**EXCERPTED TEXT**
Segment Open
Venkatesh "Venky" Narayanamurti , the Benjamin Peirce Research Professor of Technology and Public Policy at Harvard University and former dean of the Harvard John A. Paulson School of Engineering and Applied Sciences (SEAS), has been awarded the Arthur M. Bueche Award by the National Academy of Engineering (NAE).
The Bueche Award , along with The Simon Ramo Founders Award, which was presented to Thomas Kailath of Stanford University, is one of the highest honors accorded to members of the NAE. Both awards were presented at the annual meeting of the NAE held in Washington D.C on September 30.
The Bueche Award recognizes an engineer who has shown dedication in science and technology as well as active involvement in determining U.S. science and technology policy. Previous winners include William Perry, former Secretary of Defense, John H. Gibbons , Former Advisor to the President for Science and Technology and Charles Elachi , Director of the Jet Propulsion Laboratory.
Narayanamurti was honored for his "for seminal contributions to condensed matter physics and visionary leadership of multidisciplinary research in industry, academia, and national labs that generated research and engineering advances."
Segment Closed
**INFORMATION GIVEN**
Segment Open
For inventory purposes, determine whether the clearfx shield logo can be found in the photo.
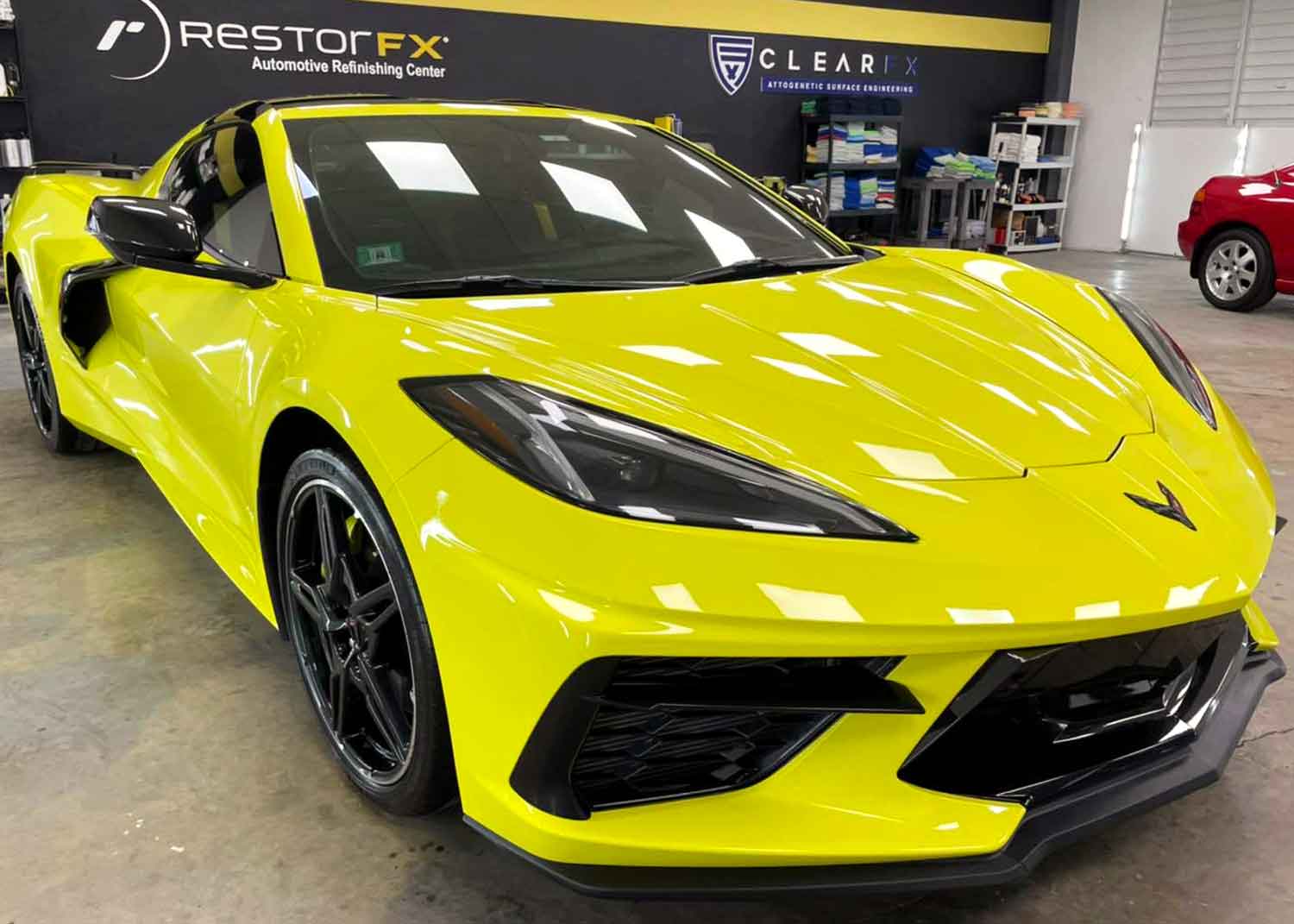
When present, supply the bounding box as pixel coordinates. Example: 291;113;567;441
Segment Closed
Segment Open
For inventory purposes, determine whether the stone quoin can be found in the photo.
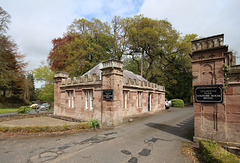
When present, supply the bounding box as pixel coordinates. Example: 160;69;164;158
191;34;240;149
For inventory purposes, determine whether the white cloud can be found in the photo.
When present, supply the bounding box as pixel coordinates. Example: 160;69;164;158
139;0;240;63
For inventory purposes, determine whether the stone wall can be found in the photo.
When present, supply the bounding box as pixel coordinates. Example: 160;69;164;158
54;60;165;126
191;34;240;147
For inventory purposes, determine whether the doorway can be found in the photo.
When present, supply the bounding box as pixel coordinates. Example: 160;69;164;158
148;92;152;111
Segment Closed
**EXERCISE INSTRUCTIONS**
- 1) According to the article on Narayanamurti's award, on what date were both awards presented at the NAE annual meeting?
- 2) In the article on Narayanamurti's award, reproduce everything from "The Bueche Award recognizes" down to "Jet Propulsion Laboratory.", changing "Previous winners" to "Past recipients".
- 3) Which previous winners of the Bueche Award does the article on Narayanamurti's award name?

**RESPONSES PER TASK**
- 1) September 30

- 2)
The Bueche Award recognizes an engineer who has shown dedication in science and technology as well as active involvement in determining U.S. science and technology policy. Past recipients include William Perry, former Secretary of Defense, John H. Gibbons , Former Advisor to the President for Science and Technology and Charles Elachi , Director of the Jet Propulsion Laboratory.

- 3) William Perry, John H. Gibbons, Charles Elachi